About this exercise: Identical copies of all the records below are needed.

# # # # # # #

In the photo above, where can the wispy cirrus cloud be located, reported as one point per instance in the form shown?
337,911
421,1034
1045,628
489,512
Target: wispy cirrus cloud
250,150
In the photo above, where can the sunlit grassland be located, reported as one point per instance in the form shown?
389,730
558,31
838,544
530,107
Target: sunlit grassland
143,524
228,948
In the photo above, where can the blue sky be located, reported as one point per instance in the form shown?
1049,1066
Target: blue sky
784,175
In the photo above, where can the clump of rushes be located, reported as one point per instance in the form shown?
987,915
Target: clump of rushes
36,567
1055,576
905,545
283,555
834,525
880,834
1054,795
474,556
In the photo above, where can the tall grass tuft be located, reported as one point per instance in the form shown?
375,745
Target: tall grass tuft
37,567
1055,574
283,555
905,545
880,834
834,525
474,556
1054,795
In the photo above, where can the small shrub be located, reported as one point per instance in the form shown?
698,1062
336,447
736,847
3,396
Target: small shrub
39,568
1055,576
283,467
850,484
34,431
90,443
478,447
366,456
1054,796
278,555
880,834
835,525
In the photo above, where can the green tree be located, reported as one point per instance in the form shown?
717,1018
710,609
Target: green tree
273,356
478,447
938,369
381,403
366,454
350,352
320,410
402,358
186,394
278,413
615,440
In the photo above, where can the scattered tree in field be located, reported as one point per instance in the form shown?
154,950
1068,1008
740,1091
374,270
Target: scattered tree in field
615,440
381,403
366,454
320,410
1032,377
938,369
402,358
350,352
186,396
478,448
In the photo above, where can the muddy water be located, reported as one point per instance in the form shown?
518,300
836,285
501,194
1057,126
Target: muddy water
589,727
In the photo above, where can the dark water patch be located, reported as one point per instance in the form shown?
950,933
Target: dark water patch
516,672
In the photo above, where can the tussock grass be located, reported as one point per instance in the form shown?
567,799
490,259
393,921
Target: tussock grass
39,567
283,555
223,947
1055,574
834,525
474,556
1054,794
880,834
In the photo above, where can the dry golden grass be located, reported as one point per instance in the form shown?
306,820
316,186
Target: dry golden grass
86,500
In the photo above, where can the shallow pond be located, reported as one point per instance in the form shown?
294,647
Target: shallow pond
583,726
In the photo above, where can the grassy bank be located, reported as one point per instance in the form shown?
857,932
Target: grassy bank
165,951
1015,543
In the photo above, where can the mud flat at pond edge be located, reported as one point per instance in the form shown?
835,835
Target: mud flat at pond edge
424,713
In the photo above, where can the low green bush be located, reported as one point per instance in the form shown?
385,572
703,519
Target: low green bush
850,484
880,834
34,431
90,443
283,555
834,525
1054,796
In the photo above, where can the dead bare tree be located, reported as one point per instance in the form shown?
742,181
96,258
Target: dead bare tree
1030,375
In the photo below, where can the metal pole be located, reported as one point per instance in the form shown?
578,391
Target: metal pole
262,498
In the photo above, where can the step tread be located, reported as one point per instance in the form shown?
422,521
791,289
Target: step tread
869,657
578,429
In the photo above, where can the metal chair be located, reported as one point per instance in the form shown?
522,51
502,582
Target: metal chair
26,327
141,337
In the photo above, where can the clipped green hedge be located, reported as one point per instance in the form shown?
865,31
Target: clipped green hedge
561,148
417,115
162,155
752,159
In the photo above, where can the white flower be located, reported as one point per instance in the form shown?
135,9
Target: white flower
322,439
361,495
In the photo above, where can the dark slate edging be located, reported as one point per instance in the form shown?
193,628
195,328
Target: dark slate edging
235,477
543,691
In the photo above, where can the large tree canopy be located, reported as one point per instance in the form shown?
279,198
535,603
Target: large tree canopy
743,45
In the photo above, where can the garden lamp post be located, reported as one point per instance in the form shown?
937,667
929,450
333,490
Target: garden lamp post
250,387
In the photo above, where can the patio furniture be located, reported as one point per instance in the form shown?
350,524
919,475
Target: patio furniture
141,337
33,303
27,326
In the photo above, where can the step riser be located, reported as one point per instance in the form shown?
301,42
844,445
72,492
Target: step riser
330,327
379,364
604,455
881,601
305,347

# # # # # # #

Exercise output:
In the photo above, where can the wispy cirrus cloud be located, reported as one point per instance in the form shown?
337,911
421,1034
1045,628
489,512
Target: wispy cirrus cloud
250,150
In the photo above, where can the sunlit grassland be located, reported as one point per instance in the form shown?
389,730
558,31
838,544
530,107
Target: sunlit grassland
143,524
228,948
In the photo above, where can the blue sky be located, reported as one point per instance in the form shown?
1049,1066
Target: blue sky
784,175
In the photo above, where can the clump of rushes be located, reported as one point per instance in the form shown?
987,915
Target: clump of rushes
36,567
1055,576
905,545
283,555
834,525
880,834
1054,795
474,556
In the photo above, where can the tall grass tuft be located, reported as one point per instance in the form shown?
375,745
Target: tall grass tuft
37,567
1055,574
283,555
905,545
880,834
834,525
474,556
1054,795
In the photo above, where can the small shrub be located, reported as one point per instance in the form shown?
698,1062
336,447
736,847
3,396
Target: small shrub
39,568
1055,576
283,467
850,484
34,431
90,443
478,447
366,456
1054,796
278,555
880,834
835,525
In the photo above, where can the green tree be located, reported as one point per instance in the form shown?
717,1018
710,609
Target: green tree
273,356
478,447
938,369
381,403
366,454
350,352
320,410
402,358
186,394
278,413
615,440
In the photo above, where can the scattered tree in field be located, reported as one point per instance in the form shown?
154,950
1068,1008
740,1091
374,270
Target: scattered tree in field
615,440
381,403
366,454
320,410
1032,377
938,369
402,358
350,352
186,396
478,448
In the photo above, where can the muddy water be located, reported as one point per instance in the form shown?
518,300
836,285
501,194
1057,126
Target: muddy water
589,727
In the photo above, where can the dark water patch be located, reported as one point per instance in the form shown?
950,933
Target: dark water patch
516,672
In the photo above, where can the tussock grass be located, reported as one point per instance in the form shown?
567,799
490,259
393,921
Target: tussock grass
39,567
283,555
223,947
1055,574
834,525
474,556
1054,794
880,834
In the photo above, where can the dry golden grass be located, reported as one point per instance in the form shown?
306,820
316,186
Target: dry golden grass
86,500
In the photo above, where can the shallow pond be located, reported as one point per instance in the form shown?
294,647
Target: shallow pond
583,726
In the photo above, where can the grassy bank be located, reported as one point per instance in the form shown?
857,932
Target: grassy bank
165,951
1015,543
In the photo above, where can the mud flat at pond edge be located, reported as one point per instance in the form shown?
835,835
Target: mud flat at pond edge
424,713
In the photo above, where can the low green bush be located, reported as one point per instance in the form shown?
385,572
703,519
Target: low green bush
850,484
880,834
34,431
90,443
283,555
834,525
1054,796
In the photo above, where can the dead bare tree be located, reported as one point per instance in the form shown?
742,181
96,258
Target: dead bare tree
1030,375
In the photo below, where can the metal pole be located, reported as one point per instance in the form shown?
578,391
Target: metal pole
262,498
In the photo above, where can the step tread be located, reported as one point per instance in the form shown?
422,521
791,289
Target: step tread
869,657
578,429
In the photo above, where can the metal chair be located, reported as one point per instance in the form shown?
522,51
502,582
Target: metal chair
26,327
141,337
In the photo above, where can the clipped green hedge be located, reported as one point per instance in the form shown?
865,31
Target: clipped green hedge
561,148
417,115
162,155
752,159
In the photo above, where can the white flower be located, reported as one point per instance in the form shown?
135,9
Target: white flower
322,439
361,495
In the photo above, where can the dark slate edging be located, reported as one point per instance in the form shown?
193,628
195,328
Target: dark slate edging
235,477
543,691
In the photo above, where can the large tree canopy be located, reported as one point per instance in the form shown?
279,198
535,603
Target: large tree canopy
743,45
In the photo above, where can the garden lamp post be located, reported as one point per instance in the form shown?
937,667
929,450
333,490
Target: garden lamp post
250,387
In the photo above, where can the patio furniture be located, reported as one point per instance in the form shown?
350,524
919,475
Target: patio furniture
141,337
33,303
27,326
In the photo above, where can the step riser be located, reported as one point per instance in the form shown?
301,42
844,445
72,492
Target: step riser
330,327
379,364
604,455
881,601
305,347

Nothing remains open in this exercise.